▶ Petikan Bacaan
JAKARTA | MDN – Senin, 29 Juli 2024 – Lima orang perwakilan masyarakat yang tergabung dalam PPWMS Moro-Moro (Register 45) Kabupaten Mesuji, Provinsi Lampung, bersama Pimpinan Pusat Aliansi Gerakan Reforma Agraria (AGRA) mendatangi Gedung kantor Kementerian Lingkungan Hidup dan Kehutanan (KLHK). Mereka hadir untuk memenuhi janji audiensi bersama Dirjen Planologi KLHK yang telah dijadwalkan sejak Kamis, 25 Juli lalu. Namun, pertemuan audiensi ini tidak dihadiri oleh Dirjen dengan alasan sedang menemani Menteri LHK di luar kantor. Perwakilan petani merasa sangat kecewa karena hanya ditemui oleh Koordinator Pokja Pengukuhan Kawasan Hutan Wilayah Sumatera, Paskah Panjaitan, beserta staf yang bahkan tidak mengetahui perihal surat permohonan audiensi yang telah dilayangkan sebelumnya sehingga tidak memiliki persiapan untuk menemui perwakilan petani.
Dalam audiensi tersebut, Agung, salah seorang perwakilan petani, menjelaskan “Tujuan audiensi ini adalah untuk memohon pelepasan kawasan hutan Register 45 yang telah lebih dari 29 tahun berubah menjadi wilayah permukiman dan lahan pertanian, bahkan telah berdiri beberapa fasilitas umum berupa sekolah dan tempat ibadah di dalamnya. Audiensi ini merupakan rekomendasi dari beberapa audiensi sebelumnya yang telah dilakukan petani, mulai dari audiensi dengan Kantor Staf Presiden yang dilanjutkan dengan audiensi dengan pemerintah Daerah Provinsi Lampung dan Kabupaten Mesuji. Kami juga membawa surat tertulis atas nama pemerintah Kabupaten Mesuji yang menyatakan bahwa persoalan Moro-Moro (Register 45) adalah kewenangan pemerintah pusat dan merekomendasikan untuk beraudiensi dengan Dirjen Pengukuhan dan Penatagunaan Kawasan Hutan.”Ujarya
Menanggapi hal tersebut, pihak KLHK yang menemui petani hanya berkilah bahwa proses pelepasan kawasan hutan yang hutannya kurang dari 30%, termasuk Provinsi Lampung, harus diajukan oleh Bupati atau Gubernur barulah kemudian bisa dilanjutkan prosesnya oleh Tim Terpadu di mana KLHK melalui Dirjen Pengukuhan dan Penatagunaan Kawasan Hutan adalah bagian di dalamnya. KLHK juga menjelaskan bahwa mereka telah bersurat kepada semua Bupati di wilayah Provinsi Lampung untuk mengajukan pelepasan kawasan hutan sejak tahun 2022 dan 2023, namun untuk Mesuji tidak ada pengajuan yang dimasukkan. Salinan surat tersebut juga diberikan kepada perwakilan petani.

▶ Ketentuan Soal
Tolong tentukan apakah tiap pernyataan berikut sesuai dengan berita audiensi petani Register 45, lalu jawab ya atau tidak dengan menyertakan kutipan persis kata-kata penentunya dari berita itu. (a) Dirjen Planologi KLHK hadir menemui perwakilan petani dalam audiensi. (b) Kawasan hutan Register 45 sudah lebih dari 29 tahun berubah menjadi wilayah permukiman dan lahan pertanian. (c) Kabupaten Mesuji telah memasukkan pengajuan pelepasan kawasan hutan. Baris-baris setelah petikan ini tidak perlu dipakai.

▶ Data yang Ditampilkan

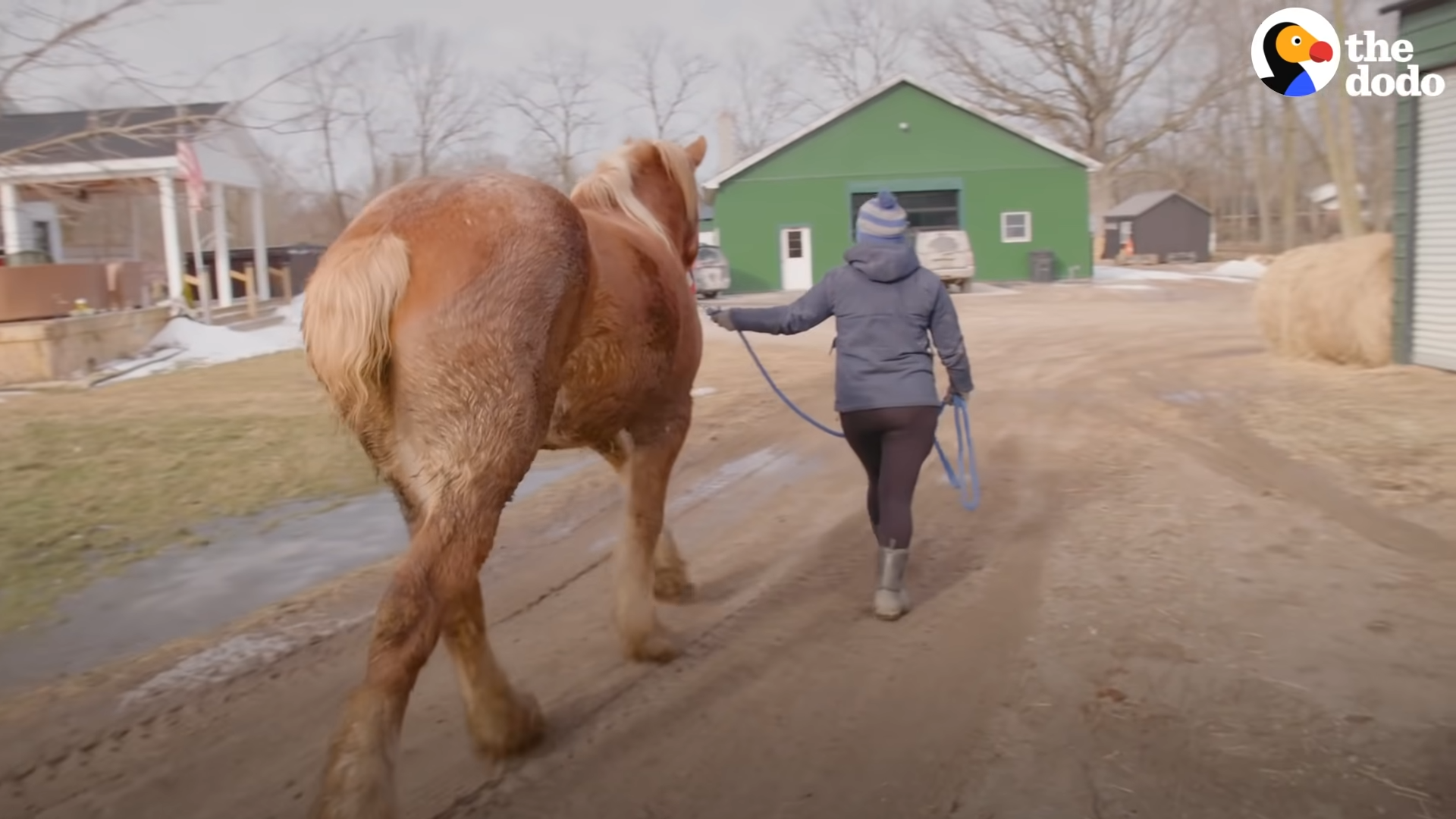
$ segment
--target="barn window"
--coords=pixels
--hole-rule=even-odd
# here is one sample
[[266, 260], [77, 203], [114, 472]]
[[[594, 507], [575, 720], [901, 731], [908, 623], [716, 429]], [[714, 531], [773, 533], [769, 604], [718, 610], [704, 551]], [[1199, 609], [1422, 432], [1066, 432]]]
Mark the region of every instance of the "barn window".
[[1003, 213], [1002, 242], [1031, 242], [1031, 213], [1025, 210]]
[[[906, 217], [910, 220], [911, 230], [954, 230], [961, 226], [960, 191], [906, 191], [894, 194], [895, 200], [900, 201], [900, 207], [904, 208]], [[859, 219], [859, 205], [877, 195], [879, 194], [850, 194], [850, 236], [855, 235], [855, 220]]]

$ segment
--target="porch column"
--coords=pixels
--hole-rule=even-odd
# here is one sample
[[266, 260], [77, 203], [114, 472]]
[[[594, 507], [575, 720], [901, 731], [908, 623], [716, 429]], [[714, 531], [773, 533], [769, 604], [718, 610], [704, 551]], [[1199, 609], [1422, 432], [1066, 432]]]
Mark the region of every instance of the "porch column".
[[272, 299], [272, 275], [268, 273], [268, 224], [264, 223], [264, 189], [249, 191], [253, 210], [253, 275], [258, 277], [258, 299]]
[[162, 203], [162, 254], [167, 262], [167, 297], [182, 300], [182, 236], [178, 233], [178, 189], [172, 176], [156, 179]]
[[217, 306], [233, 306], [233, 256], [227, 252], [227, 188], [213, 182], [213, 290]]
[[20, 245], [20, 197], [15, 185], [0, 185], [0, 230], [4, 230], [4, 255], [13, 256], [25, 249]]

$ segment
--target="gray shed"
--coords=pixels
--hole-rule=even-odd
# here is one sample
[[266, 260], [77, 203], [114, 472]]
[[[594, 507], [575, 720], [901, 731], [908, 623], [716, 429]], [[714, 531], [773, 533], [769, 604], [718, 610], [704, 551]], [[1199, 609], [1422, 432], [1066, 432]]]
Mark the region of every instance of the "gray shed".
[[1104, 258], [1115, 259], [1128, 242], [1136, 255], [1156, 255], [1159, 262], [1208, 261], [1213, 252], [1213, 214], [1178, 191], [1147, 191], [1130, 197], [1102, 216], [1107, 230]]

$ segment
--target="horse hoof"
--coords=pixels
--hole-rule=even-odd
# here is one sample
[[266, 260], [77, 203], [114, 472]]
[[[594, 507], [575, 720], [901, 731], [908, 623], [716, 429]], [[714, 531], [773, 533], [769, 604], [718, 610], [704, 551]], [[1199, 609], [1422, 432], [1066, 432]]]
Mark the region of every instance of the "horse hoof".
[[628, 657], [639, 663], [670, 663], [677, 654], [677, 644], [662, 630], [628, 643]]
[[501, 727], [492, 736], [476, 737], [480, 753], [491, 759], [504, 759], [530, 751], [546, 736], [546, 718], [540, 702], [530, 694], [515, 694], [511, 708], [501, 718]]
[[652, 577], [652, 596], [664, 603], [686, 603], [693, 599], [695, 592], [693, 581], [680, 568], [660, 568]]
[[879, 619], [900, 619], [910, 611], [910, 596], [904, 592], [879, 589], [875, 592], [875, 616]]

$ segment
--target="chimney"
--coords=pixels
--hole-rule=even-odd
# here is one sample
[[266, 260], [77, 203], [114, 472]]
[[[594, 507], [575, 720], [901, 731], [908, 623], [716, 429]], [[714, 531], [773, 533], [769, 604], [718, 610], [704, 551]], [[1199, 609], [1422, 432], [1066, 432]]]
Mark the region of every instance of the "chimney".
[[738, 162], [738, 143], [734, 138], [732, 112], [724, 108], [718, 112], [718, 172], [728, 171]]

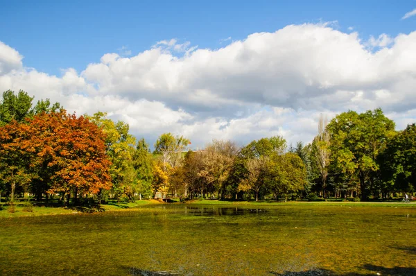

▶ Jawaban Lengkap
(a) Tidak: "pertemuan audiensi ini tidak dihadiri oleh Dirjen dengan alasan sedang menemani Menteri LHK di luar kantor"
(b) Ya: "kawasan hutan Register 45 yang telah lebih dari 29 tahun berubah menjadi wilayah permukiman dan lahan pertanian"
(c) Tidak: "namun untuk Mesuji tidak ada pengajuan yang dimasukkan"